### Prompt
Copy out every one of the lines below word for word, leaving out the pictures.

### Material provided
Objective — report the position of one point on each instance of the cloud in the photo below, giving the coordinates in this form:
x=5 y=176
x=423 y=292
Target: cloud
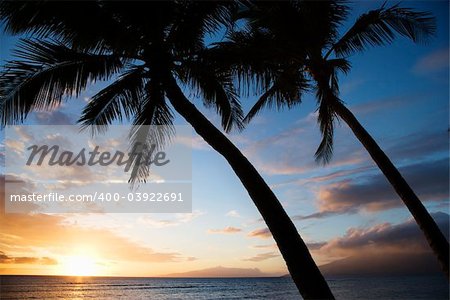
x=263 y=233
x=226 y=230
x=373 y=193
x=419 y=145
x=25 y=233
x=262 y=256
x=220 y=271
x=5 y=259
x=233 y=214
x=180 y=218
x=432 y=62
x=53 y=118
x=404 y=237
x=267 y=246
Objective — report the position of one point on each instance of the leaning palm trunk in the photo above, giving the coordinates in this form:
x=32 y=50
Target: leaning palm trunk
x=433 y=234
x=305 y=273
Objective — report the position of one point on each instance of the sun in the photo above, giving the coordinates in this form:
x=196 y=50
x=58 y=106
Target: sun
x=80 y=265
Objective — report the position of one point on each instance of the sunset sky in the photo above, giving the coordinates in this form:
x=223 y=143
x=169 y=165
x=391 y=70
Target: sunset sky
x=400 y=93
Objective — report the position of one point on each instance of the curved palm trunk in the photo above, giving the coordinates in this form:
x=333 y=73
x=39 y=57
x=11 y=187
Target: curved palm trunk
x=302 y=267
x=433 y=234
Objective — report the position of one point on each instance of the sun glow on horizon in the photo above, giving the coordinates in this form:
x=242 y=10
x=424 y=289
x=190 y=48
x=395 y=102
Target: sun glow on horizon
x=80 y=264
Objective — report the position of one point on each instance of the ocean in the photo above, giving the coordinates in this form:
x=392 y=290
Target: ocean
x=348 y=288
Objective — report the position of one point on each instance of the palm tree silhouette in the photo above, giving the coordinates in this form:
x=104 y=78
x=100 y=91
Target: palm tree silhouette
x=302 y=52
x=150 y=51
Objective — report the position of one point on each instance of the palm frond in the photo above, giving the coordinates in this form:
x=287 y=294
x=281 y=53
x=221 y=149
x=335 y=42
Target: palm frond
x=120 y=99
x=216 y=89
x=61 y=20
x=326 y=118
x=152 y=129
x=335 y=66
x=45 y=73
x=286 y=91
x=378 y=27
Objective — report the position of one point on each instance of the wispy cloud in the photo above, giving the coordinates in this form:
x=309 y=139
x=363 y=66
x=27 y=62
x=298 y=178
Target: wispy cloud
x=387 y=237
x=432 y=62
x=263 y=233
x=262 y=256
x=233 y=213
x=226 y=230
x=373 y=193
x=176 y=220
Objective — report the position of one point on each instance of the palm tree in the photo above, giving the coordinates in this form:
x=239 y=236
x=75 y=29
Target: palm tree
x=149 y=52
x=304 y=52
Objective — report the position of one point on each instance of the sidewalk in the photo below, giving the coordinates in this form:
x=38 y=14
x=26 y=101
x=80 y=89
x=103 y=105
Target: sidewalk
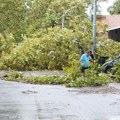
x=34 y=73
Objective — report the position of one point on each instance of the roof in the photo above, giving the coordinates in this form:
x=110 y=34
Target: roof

### Finished exercise
Objective — report the position of one point on each instance of the cloud in the photo below, giving the coordinates in this form:
x=5 y=176
x=423 y=292
Target: cloud
x=263 y=233
x=226 y=230
x=373 y=193
x=419 y=145
x=25 y=233
x=262 y=256
x=220 y=271
x=5 y=259
x=233 y=214
x=180 y=218
x=432 y=62
x=53 y=118
x=404 y=237
x=267 y=246
Objective — report the position of one point on each instance of the leaning palm trunk in the photo above, giving the coordinates in this form:
x=32 y=50
Target: leaning palm trunk
x=433 y=234
x=305 y=273
Objective — report the position of one point on each instance of the sun in the photo above, giving the coordinates in this form:
x=196 y=50
x=58 y=106
Target: sun
x=80 y=265
Objective — report the position of one point on each instance of the sunset sky in the photo above, giving the coordinates in this form:
x=223 y=143
x=169 y=165
x=391 y=70
Target: sunset sky
x=400 y=93
Objective — report the position of one point on each instance of the curved palm trunk in the photo above, giving the coordinates in this form:
x=333 y=73
x=39 y=57
x=11 y=187
Target: curved palm trunk
x=302 y=267
x=433 y=234
Objective — report the position of one point on each instance of the sun glow on horizon in the photo above, giving the coordinates in this form:
x=242 y=10
x=424 y=289
x=190 y=48
x=395 y=102
Target: sun glow on horizon
x=80 y=264
Objective — report the position of one point on each instance of the ocean in the photo above, giving the coordinates in this form:
x=392 y=290
Target: ocean
x=348 y=288
Objective — report the position of one point on each instance of the palm tree silhouette in the photo above, giving the coordinates in this form:
x=104 y=78
x=100 y=91
Target: palm tree silhouette
x=302 y=52
x=150 y=51
Objective — report the position of one point on each instance of the palm frond in the photo above, giving the coordinates in this form:
x=287 y=294
x=281 y=53
x=221 y=149
x=335 y=42
Target: palm frond
x=120 y=99
x=216 y=89
x=61 y=20
x=326 y=118
x=152 y=129
x=335 y=66
x=45 y=73
x=286 y=91
x=378 y=27
Objective — report the position of one point on each instance of the wispy cloud in the photo above, giving the coordinates in this form:
x=309 y=139
x=363 y=66
x=27 y=62
x=298 y=178
Target: wispy cloud
x=387 y=237
x=432 y=62
x=263 y=233
x=262 y=256
x=233 y=213
x=226 y=230
x=373 y=193
x=176 y=220
Objective — report the position of one point on each instance of the palm tree in the photo above, giving the coordinates in this form:
x=239 y=236
x=75 y=29
Target: palm tree
x=149 y=52
x=304 y=52
Objective — report the position of one point on each instance of the sidewalk in the photo below, giving the coordinates in this form:
x=38 y=14
x=26 y=101
x=80 y=89
x=103 y=105
Target: sidewalk
x=34 y=73
Objective — report the position of one point on each instance of the roof in the photo above, giving the coordinates in this form:
x=110 y=34
Target: roof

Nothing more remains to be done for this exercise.